● Written exercise: Reproduce each line of the listing exactly.

● Data to process:
+-------+

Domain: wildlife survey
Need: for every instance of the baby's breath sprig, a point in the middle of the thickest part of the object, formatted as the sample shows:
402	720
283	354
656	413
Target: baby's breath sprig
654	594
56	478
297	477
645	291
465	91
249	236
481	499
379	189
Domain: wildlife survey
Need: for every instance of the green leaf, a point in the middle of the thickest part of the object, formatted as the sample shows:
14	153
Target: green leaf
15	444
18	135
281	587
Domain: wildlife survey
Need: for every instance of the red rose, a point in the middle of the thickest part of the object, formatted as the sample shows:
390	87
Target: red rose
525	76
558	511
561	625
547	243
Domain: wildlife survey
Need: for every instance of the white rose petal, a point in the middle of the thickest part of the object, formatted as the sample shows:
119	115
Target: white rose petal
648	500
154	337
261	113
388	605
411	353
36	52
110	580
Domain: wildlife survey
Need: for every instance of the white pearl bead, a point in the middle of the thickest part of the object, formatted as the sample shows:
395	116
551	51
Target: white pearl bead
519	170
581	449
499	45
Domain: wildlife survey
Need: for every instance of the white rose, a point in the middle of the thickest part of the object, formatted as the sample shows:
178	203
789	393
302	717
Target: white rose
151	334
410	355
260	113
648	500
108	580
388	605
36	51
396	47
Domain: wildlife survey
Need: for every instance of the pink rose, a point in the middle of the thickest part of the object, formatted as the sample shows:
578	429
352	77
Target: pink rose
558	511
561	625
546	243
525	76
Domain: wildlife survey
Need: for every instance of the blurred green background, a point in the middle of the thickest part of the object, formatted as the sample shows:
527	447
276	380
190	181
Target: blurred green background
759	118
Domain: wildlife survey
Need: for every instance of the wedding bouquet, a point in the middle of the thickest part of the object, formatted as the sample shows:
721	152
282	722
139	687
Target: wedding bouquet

+-------+

● Written solution:
Domain: wildlife survey
Need: for every instance of the baby's breath sprig, a point in the middle of the thickest part of the object, formatted as the sample shows:
402	720
283	354
656	413
Target: baby's breath sprig
654	594
56	478
297	477
645	291
465	91
249	236
481	499
379	189
Domain: wildlife survey
Need: for every instance of the green leaf, a point in the middle of the thickest part of the object, formatted as the sample shows:
14	153
Target: green leaf
15	444
18	135
281	587
Domain: wildlife survey
Need: for every instance of the red rose, a point in the middle of the thickest part of the object, formatted as the sample shows:
390	87
Target: red rose
525	76
558	511
561	625
547	243
Domain: wildlife survey
Need: for every instance of the white rose petal, a point in the middle of the thickest part of the object, formatted as the sample shows:
119	115
Target: white rose petal
648	500
154	337
261	113
388	605
411	353
36	52
110	580
Domain: wildlife survey
Need: for every instance of the white pearl bead, a point in the middle of the thickest part of the object, formatted as the sample shows:
395	116
551	51
Target: white pearl bead
519	170
581	449
499	45
Domain: wildlife survey
Need: for every instance of the white rose, a point in the middle of the thickest part of the object, formatted as the sample shows:
178	203
789	393
302	717
Target: white rose
151	334
410	355
260	113
648	500
108	580
388	605
36	51
396	47
Domain: wildlife survey
Need: for every instance of the pink rose, a point in the middle of the thickest part of the object, formatted as the sample shows:
578	429
352	77
Target: pink rose
558	511
561	625
546	243
525	76
Domain: wildlife survey
Need: for every instance of the blurred green background, a point in the middle of the thickest part of the object, formatted as the sample shows:
527	447
276	380
190	181
Target: blurred green background
759	118
Domain: wildlife survey
Need: for every instance of the wedding bouquet, a point in the middle of the thickest part of the object, formatted as the sample shows:
721	152
282	722
139	687
Target: wedding bouquet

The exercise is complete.